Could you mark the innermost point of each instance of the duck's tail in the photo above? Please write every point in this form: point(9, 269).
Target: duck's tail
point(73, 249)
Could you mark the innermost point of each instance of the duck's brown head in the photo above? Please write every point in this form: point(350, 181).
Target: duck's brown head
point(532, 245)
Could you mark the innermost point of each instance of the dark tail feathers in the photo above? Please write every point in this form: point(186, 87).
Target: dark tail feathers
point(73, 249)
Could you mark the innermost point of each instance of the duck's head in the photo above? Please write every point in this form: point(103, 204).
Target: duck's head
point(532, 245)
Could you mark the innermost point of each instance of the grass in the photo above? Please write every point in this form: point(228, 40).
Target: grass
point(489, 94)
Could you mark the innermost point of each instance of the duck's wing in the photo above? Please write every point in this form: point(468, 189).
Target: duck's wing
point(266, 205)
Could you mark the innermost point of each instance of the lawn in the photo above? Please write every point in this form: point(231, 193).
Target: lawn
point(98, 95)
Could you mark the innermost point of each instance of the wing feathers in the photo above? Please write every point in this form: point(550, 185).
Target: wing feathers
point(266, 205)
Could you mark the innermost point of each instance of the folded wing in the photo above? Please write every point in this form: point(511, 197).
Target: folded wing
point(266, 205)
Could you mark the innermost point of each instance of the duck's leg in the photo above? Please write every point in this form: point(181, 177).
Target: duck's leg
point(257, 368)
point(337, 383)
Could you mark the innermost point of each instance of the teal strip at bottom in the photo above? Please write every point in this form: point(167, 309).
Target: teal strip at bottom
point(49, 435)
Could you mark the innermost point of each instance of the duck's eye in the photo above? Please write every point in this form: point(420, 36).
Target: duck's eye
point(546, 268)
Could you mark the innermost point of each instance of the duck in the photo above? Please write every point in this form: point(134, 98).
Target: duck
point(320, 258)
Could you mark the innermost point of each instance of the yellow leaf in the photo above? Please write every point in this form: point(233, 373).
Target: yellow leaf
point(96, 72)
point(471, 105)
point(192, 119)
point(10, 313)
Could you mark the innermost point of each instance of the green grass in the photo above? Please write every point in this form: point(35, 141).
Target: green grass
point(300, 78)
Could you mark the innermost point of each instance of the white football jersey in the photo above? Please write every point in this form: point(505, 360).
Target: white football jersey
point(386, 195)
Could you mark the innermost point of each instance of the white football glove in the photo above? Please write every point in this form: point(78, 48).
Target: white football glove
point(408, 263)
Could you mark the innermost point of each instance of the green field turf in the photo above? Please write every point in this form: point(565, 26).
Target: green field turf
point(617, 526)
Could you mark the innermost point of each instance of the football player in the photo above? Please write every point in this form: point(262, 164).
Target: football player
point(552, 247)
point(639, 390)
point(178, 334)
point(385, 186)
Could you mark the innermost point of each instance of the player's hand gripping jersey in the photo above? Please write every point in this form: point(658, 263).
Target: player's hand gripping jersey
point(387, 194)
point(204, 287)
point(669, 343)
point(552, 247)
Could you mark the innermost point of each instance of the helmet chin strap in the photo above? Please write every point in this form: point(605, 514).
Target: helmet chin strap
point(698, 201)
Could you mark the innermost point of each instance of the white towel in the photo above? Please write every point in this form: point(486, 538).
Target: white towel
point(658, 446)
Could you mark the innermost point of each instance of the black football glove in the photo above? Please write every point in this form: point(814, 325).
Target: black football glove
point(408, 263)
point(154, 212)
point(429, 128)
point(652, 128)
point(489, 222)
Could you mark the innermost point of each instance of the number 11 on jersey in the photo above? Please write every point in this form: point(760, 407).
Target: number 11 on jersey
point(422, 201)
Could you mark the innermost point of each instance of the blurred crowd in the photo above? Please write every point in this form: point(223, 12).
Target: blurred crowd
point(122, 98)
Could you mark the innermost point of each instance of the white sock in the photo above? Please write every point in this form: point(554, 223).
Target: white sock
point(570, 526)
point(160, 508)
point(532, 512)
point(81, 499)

━━━━━━━━━━━━━━━━━━━━━━━━━━━━━━

TASK STATEMENT:
Your job is to give the listing again exactly as it was written.

SOLVED EXERCISE:
Could you mark the innermost point of each instance of the duck's tail in the photo above? Please write every point in this form: point(9, 269).
Target: duck's tail
point(73, 249)
Could you mark the innermost point of each instance of the duck's brown head in the photo above? Please write every point in this form: point(350, 181).
Target: duck's brown head
point(532, 245)
Could you mark the innermost point of each instance of the dark tail feathers in the photo above? Please write every point in this form: point(186, 87).
Target: dark tail feathers
point(73, 249)
Could you mark the innermost point of each instance of the duck's head in the photo above? Please write every point in this form: point(103, 204).
Target: duck's head
point(532, 245)
Could you mark the innermost point of each instance of the grass in the photo above? Please write every point in this form: point(228, 40).
Target: grass
point(489, 94)
Could you mark the innermost point of each instance of the duck's wing in the photo above? Please write every point in this form: point(468, 189).
Target: duck's wing
point(266, 205)
Could you mark the innermost point of each instance of the lawn in the photo above? Please write every point in this form: point(231, 193).
Target: lawn
point(98, 95)
Could you mark the innermost point of each instance of the wing feathers in the photo above? Please write every point in this form: point(550, 185).
Target: wing feathers
point(266, 205)
Could you mark the innermost point of each instance of the folded wing in the photo above? Please write every point in this form: point(511, 197).
Target: folded wing
point(266, 205)
Could you mark the innermost point of each instance of the duck's leg in the photo above? Please write every point in this form: point(181, 177).
Target: duck's leg
point(257, 368)
point(337, 383)
Could you mark the innermost point of each instance of the teal strip at bottom in the photo above? Please write every point in this form: point(167, 309).
Target: teal strip at bottom
point(49, 435)
Could you mark the innermost point of each instance of the duck's eye in the photo above? Please write every point in this form: point(420, 36).
Target: duck's eye
point(546, 268)
Could you mark the innermost point of each instance of the duck in the photo above? Please write every point in this form: point(134, 98).
Target: duck
point(320, 258)
Could you mark the innermost point of each instance of the yellow leaf in the photo above? Please write every point in this form: point(233, 373).
Target: yellow leaf
point(96, 72)
point(471, 105)
point(192, 119)
point(10, 313)
Could you mark the innermost point of each instance of the green grass in the photo above? Please write every point in this form: point(35, 141).
Target: green grass
point(300, 78)
Could you mark the innermost point of each instance of the white football jersey in the photo above? Please write every point in this form: point(505, 360).
Target: white football jersey
point(386, 195)
Could you mark the innermost point of each instance of the white football glove in the photo above? Please write every point in this form: point(78, 48).
Target: white football glove
point(408, 263)
Could you mark the innermost point of each instance of the green field turf in the photo above? Please write every point in this form: point(565, 26).
Target: green field turf
point(617, 526)
Could you mark the innermost point of each instance of the football player in the photo above? Please write every point in this form: point(262, 164).
Target: football player
point(552, 247)
point(639, 390)
point(178, 334)
point(385, 186)
Could you mark the innermost point of each instance of the player's hand gripping jersey in the photo above? Please write every point in this form: point(658, 263).
Target: player's hand gripping jersey
point(387, 194)
point(204, 287)
point(669, 343)
point(552, 247)
Could you mark the innermost point of each instance of the helmet chin strap in the photo above? Please write every point in this form: point(605, 514).
Target: helmet chin strap
point(698, 201)
Could you mark the innermost point of each instance of the white towel in the photo above? Please write every point in this form: point(486, 538).
Target: white towel
point(658, 446)
Could you mark the innermost point of each instance of the black football glove in the photo above? Please write every point in this form: point(814, 325).
Target: black football glove
point(408, 263)
point(154, 212)
point(429, 128)
point(652, 128)
point(489, 222)
Could you mark the innermost point of each instance of the number 11 on jersey in the photo above? Please write every point in this form: point(760, 407).
Target: number 11 on jersey
point(422, 201)
Could you mark the innermost point of each instance of the blurred crowd in the photo above? Please write every point in this form: point(223, 12).
Target: blurred crowd
point(122, 98)
Could you mark the innermost point of each instance of the white sock in the photo above? Please write every point in this form: point(554, 223).
Target: white sock
point(570, 526)
point(160, 508)
point(532, 512)
point(81, 499)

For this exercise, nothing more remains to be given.